- [What you are asked to do] Collect every line in the entries below that contains the word "grey" and copy each such line in full. Case counts.

- [Dataset]
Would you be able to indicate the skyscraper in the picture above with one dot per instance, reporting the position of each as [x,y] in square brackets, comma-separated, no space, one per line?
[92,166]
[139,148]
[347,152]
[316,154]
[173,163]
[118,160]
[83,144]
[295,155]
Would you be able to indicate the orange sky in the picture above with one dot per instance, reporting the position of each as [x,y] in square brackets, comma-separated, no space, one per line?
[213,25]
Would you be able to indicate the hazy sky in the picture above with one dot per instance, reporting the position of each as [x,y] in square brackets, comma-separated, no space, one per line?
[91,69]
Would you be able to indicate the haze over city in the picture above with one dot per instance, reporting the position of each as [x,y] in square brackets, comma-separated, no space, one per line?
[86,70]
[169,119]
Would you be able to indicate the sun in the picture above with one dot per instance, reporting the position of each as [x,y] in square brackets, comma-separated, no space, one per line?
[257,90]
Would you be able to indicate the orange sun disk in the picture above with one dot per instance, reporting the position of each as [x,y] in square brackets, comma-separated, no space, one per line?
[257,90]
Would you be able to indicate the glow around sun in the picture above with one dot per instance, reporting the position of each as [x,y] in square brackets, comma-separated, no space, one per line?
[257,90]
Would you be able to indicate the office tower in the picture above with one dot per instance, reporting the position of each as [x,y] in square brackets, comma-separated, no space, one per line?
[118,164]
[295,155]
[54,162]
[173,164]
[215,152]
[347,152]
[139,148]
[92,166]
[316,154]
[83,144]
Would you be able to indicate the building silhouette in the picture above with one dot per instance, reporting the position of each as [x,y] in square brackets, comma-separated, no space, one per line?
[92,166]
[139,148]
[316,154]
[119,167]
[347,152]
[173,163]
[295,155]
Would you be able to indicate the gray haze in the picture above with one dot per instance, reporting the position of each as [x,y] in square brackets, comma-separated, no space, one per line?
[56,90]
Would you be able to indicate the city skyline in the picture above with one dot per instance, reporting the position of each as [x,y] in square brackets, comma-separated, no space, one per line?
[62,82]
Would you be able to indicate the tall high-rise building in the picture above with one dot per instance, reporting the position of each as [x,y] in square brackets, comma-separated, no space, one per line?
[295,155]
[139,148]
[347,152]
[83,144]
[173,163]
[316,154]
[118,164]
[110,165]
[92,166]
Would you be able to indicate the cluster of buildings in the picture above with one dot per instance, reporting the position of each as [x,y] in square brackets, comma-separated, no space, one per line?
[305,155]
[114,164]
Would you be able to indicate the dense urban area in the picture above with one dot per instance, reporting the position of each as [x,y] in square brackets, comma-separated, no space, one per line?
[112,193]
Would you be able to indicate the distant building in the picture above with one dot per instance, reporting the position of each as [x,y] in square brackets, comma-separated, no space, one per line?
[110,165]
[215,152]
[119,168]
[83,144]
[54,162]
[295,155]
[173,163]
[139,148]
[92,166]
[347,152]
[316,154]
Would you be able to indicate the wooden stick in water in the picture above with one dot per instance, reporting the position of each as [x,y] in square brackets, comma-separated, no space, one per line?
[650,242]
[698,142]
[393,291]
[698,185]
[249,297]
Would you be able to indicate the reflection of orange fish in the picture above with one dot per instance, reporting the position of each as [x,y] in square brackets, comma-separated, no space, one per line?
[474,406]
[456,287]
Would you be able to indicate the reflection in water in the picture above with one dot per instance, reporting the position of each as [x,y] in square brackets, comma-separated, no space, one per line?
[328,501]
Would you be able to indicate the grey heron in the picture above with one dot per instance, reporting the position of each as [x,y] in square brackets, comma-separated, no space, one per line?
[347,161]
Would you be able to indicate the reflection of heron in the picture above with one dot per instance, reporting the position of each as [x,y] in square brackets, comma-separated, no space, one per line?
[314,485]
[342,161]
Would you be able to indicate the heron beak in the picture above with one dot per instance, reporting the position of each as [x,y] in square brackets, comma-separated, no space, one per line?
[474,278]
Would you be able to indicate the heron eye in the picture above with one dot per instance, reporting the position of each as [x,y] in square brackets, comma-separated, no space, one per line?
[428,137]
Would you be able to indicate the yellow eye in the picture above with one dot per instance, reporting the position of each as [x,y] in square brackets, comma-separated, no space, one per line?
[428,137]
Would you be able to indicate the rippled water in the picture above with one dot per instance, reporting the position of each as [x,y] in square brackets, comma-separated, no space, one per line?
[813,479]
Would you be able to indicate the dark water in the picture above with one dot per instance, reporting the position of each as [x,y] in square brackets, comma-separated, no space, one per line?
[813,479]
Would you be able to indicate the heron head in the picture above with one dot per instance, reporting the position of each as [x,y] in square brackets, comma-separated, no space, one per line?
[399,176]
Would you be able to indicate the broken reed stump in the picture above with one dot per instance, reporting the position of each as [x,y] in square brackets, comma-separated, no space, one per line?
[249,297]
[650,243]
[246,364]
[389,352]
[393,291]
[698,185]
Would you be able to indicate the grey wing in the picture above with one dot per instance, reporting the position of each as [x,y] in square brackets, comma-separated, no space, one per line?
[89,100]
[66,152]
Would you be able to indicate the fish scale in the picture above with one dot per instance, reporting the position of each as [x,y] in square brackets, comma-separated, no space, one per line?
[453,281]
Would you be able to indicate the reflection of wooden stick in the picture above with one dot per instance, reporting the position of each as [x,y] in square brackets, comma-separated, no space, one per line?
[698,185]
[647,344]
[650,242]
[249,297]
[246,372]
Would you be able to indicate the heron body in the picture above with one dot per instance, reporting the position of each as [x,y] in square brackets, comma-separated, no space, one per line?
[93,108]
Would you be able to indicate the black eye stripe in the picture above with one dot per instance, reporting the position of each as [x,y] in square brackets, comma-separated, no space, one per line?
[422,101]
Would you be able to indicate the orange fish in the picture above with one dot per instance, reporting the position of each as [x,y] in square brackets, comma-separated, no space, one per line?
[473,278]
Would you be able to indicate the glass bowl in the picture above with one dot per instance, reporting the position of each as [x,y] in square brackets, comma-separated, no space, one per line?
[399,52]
==
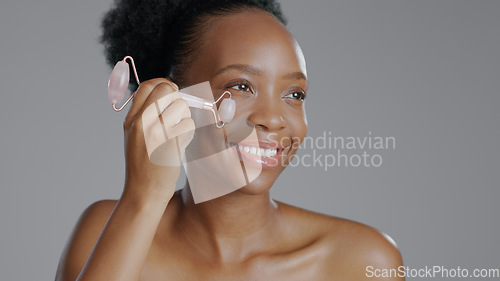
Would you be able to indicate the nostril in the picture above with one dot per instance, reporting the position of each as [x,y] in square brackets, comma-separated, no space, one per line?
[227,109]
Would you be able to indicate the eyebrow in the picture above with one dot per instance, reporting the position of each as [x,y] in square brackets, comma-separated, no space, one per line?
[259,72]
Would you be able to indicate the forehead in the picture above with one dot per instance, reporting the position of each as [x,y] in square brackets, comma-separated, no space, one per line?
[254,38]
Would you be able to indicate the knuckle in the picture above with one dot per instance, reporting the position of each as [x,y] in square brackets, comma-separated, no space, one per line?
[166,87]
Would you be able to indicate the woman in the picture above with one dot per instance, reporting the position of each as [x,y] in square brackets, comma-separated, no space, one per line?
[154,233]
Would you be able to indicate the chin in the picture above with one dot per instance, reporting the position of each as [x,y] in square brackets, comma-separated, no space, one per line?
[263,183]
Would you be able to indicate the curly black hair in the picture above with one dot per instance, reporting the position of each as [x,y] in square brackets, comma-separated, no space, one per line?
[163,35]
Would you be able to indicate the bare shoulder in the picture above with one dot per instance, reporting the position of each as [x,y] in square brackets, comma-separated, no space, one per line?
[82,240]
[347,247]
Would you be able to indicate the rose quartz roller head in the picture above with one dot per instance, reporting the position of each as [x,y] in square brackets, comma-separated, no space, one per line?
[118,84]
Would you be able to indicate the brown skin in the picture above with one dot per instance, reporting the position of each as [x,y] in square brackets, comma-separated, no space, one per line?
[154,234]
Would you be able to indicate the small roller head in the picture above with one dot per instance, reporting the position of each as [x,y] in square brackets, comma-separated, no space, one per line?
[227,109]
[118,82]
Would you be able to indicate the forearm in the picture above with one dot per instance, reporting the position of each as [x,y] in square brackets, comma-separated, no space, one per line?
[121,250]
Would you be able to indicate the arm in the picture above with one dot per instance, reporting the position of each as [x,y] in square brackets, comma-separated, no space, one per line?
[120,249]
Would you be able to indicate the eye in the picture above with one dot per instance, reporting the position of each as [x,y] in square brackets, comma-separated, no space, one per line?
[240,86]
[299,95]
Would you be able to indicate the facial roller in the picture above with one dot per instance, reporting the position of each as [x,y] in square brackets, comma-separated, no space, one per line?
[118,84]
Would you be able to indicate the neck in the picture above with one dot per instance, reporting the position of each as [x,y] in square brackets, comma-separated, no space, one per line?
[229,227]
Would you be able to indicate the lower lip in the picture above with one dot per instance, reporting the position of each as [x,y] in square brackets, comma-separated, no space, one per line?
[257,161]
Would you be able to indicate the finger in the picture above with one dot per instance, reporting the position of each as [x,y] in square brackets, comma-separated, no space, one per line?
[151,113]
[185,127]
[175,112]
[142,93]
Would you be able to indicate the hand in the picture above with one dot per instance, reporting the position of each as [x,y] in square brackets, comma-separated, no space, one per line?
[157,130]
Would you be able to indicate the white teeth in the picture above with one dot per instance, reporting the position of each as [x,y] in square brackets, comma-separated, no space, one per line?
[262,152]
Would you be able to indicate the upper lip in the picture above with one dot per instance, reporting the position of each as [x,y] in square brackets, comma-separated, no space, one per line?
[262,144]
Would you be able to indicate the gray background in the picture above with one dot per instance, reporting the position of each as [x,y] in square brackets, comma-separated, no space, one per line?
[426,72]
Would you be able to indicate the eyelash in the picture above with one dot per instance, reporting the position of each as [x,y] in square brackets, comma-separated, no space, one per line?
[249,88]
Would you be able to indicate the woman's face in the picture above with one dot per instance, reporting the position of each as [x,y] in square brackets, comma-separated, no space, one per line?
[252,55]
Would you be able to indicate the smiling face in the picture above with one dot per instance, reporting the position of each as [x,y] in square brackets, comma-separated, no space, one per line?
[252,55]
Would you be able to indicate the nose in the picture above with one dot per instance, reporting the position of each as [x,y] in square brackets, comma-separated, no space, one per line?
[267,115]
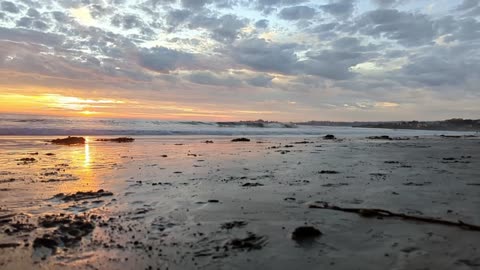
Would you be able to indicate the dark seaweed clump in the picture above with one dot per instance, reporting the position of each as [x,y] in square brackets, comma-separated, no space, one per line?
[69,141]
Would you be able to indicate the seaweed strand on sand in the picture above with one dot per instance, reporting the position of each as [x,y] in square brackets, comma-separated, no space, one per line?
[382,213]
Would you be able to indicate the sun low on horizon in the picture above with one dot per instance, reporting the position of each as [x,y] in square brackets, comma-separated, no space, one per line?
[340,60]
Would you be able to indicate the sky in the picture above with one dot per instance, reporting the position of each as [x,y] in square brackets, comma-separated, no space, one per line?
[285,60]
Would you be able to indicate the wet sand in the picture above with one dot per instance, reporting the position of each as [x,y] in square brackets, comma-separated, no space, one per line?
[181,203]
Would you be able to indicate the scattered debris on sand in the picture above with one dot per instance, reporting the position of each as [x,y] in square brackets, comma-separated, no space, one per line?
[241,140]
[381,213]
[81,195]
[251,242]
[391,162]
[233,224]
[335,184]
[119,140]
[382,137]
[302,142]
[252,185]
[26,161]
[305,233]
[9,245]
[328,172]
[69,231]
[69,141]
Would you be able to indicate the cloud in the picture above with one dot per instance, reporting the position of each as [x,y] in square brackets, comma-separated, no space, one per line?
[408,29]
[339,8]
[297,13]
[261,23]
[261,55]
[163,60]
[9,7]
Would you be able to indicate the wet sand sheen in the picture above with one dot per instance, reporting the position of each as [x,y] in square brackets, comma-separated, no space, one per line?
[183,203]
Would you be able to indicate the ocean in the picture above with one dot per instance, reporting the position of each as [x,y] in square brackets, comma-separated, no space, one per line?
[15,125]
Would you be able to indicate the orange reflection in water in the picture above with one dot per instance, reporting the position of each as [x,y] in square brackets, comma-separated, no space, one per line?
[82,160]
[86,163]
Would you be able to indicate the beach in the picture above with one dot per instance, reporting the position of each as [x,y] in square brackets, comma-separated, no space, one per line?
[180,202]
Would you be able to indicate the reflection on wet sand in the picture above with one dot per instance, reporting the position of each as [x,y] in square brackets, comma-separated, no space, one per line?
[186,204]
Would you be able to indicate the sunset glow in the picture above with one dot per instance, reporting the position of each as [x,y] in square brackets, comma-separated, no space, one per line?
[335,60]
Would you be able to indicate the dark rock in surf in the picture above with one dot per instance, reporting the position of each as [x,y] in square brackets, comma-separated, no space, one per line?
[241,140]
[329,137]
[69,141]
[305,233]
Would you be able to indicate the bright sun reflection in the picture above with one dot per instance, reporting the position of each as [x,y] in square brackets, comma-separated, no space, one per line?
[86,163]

- [Result of this task]
Would you be able to indicate the grey heron in the picture above with one dot per instance, reporting the position of each as [x,y] in square brackets, comma-separated, no space, one per line?
Would you be able to indicate the grey wing in the picture above with one dot per instance, reporting the position of each as [x,y] in square brackets, comma-separated, no space, one per line?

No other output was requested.